**GOAL A:**
Copy out the whole passage below on Dominican chaplains in the Civil War, word for word.

**SOURCE PASSAGE:**
++++++
Neither Blue nor Gray – Dominican Chaplains in the Civil War


November 4, 2012

Two soldiers at a 50th Gettysburg reunion – Smithsonian

The Province of St. Joseph has been blessed with many military chaplains in its history, most recently Fr. Edward Gorman, OP and Fr. Joseph Scordo, OP both having served in Iraq. But the tradition goes back to the earliest times of the Province in the time of the Civil War. Of course at the time the Province was split between Ohio (Union), Kentucky (neutral), and Tennessee (Confederate). One could imagine that this would cause serious divisions and tensions within the Province between the different loyalties — but that appears not to have happened. As Fr. John Vidmar, OP says in his history of the Province*: “Priests ministered on both sides of the divide, and sometimes ministered to soldiers of both armies.” Frs. Luigi Orengo, OP and John Nealis, OP were known for ministering to troops within their parish boundaries as they passed through.
++++++
**PROVIDED DATA:**
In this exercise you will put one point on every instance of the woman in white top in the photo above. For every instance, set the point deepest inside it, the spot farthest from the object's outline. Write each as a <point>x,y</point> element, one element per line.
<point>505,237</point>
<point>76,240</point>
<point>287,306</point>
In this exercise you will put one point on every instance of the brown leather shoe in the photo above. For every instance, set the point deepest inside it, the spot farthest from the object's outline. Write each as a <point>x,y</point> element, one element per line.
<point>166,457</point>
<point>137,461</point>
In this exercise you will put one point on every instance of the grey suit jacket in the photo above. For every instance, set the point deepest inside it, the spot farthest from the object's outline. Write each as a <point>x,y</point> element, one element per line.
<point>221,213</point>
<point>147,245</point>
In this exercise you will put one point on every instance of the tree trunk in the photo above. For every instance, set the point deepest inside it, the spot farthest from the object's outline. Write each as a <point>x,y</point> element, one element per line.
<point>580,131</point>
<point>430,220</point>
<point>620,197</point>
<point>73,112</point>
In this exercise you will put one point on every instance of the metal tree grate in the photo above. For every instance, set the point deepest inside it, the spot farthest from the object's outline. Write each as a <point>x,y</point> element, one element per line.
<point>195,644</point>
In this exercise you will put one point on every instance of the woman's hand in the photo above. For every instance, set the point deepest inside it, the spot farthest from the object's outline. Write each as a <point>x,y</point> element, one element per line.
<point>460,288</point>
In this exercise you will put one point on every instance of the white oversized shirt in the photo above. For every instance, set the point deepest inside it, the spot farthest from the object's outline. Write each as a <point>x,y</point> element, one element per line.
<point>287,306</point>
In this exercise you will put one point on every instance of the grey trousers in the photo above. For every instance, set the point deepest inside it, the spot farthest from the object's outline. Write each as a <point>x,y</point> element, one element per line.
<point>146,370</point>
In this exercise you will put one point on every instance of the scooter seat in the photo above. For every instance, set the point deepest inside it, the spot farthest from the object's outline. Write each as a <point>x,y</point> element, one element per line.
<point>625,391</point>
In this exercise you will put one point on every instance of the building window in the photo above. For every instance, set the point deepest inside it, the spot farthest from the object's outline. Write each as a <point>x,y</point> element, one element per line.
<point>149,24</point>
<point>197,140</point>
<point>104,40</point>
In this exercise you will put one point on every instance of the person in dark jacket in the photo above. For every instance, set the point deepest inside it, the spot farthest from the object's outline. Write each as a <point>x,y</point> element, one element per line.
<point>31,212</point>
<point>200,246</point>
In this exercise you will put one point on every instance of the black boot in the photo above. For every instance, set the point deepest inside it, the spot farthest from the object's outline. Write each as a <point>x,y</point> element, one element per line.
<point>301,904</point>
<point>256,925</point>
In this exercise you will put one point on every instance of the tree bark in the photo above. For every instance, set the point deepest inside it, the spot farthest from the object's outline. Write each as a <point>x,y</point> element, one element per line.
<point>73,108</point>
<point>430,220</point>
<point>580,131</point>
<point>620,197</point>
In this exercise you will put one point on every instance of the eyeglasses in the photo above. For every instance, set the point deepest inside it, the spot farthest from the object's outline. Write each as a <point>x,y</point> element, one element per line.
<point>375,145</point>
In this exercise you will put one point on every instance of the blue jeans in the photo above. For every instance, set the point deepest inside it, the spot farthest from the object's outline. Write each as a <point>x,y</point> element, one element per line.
++++++
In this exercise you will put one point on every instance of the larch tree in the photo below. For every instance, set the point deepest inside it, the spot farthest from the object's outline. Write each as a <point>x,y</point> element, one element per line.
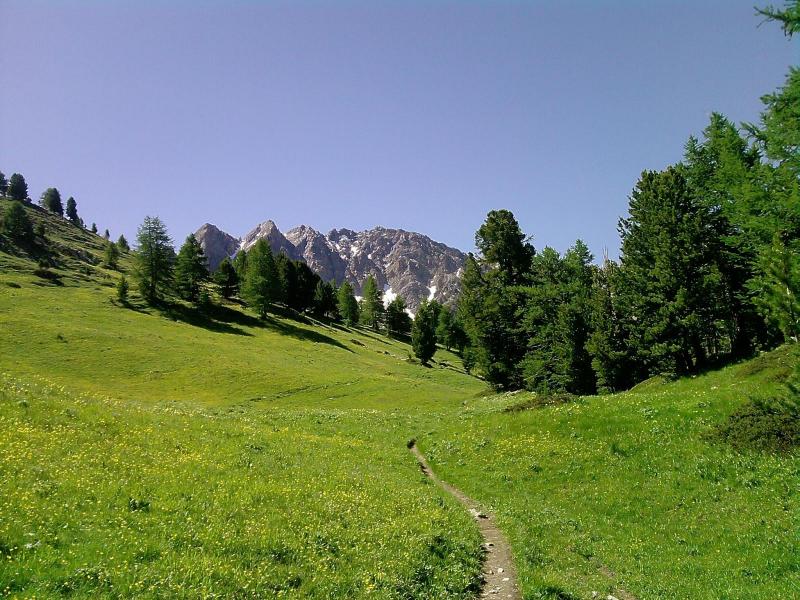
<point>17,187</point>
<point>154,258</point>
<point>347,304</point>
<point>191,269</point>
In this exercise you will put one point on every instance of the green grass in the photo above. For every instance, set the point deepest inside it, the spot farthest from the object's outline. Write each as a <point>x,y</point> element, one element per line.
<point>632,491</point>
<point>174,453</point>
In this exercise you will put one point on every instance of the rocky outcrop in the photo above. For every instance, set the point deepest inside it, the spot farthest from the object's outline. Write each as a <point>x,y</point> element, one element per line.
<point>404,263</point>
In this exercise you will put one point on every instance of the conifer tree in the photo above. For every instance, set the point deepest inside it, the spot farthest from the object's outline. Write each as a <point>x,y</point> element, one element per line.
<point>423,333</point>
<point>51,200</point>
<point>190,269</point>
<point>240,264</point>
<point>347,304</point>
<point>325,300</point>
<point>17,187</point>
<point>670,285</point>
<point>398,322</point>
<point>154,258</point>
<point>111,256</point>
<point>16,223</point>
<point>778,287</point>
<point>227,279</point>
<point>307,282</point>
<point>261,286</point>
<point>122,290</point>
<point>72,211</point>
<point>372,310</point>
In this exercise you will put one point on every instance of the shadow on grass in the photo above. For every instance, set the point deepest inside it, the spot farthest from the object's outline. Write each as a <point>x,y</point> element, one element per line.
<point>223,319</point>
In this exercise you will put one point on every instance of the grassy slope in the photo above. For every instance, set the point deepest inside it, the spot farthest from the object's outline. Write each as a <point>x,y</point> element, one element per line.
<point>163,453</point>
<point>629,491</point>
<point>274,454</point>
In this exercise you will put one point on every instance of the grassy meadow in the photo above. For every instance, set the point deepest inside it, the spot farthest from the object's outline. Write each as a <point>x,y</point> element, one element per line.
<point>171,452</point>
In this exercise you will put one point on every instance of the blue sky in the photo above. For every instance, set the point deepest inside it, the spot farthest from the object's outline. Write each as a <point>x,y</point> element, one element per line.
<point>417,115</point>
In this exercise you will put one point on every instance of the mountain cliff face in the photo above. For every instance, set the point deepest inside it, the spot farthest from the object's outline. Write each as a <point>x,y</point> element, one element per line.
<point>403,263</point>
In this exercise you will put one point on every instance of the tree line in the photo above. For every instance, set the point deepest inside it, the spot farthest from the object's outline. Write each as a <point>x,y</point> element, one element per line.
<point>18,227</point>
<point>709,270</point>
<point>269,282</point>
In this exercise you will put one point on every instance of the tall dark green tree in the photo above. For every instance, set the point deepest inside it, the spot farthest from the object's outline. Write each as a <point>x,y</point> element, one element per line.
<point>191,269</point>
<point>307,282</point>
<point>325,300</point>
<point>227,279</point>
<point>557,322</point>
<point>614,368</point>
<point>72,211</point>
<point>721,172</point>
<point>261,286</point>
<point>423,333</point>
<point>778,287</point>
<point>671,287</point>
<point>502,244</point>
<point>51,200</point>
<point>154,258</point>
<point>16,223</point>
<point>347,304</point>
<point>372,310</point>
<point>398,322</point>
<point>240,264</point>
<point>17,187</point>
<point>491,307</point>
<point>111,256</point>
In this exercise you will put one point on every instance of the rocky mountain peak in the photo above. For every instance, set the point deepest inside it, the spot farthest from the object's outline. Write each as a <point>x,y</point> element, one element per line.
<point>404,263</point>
++++++
**GOAL B:**
How many lines in the records above contain the string "grassy"? Case counts. Reply with the number only.

**EXERCISE RESPONSE A:**
Neither Blue nor Gray – Dominican Chaplains in the Civil War


November 4, 2012

Two soldiers at a 50th Gettysburg reunion – Smithsonian

The Province of St. Joseph has been blessed with many military chaplains in its history, most recently Fr. Edward Gorman, OP and Fr. Joseph Scordo, OP both having served in Iraq. But the tradition goes back to the earliest times of the Province in the time of the Civil War. Of course at the time the Province was split between Ohio (Union), Kentucky (neutral), and Tennessee (Confederate). One could imagine that this would cause serious divisions and tensions within the Province between the different loyalties — but that appears not to have happened. As Fr. John Vidmar, OP says in his history of the Province*: “Priests ministered on both sides of the divide, and sometimes ministered to soldiers of both armies.” Frs. Luigi Orengo, OP and John Nealis, OP were known for ministering to troops within their parish boundaries as they passed through.

**EXERCISE RESPONSE B:**
2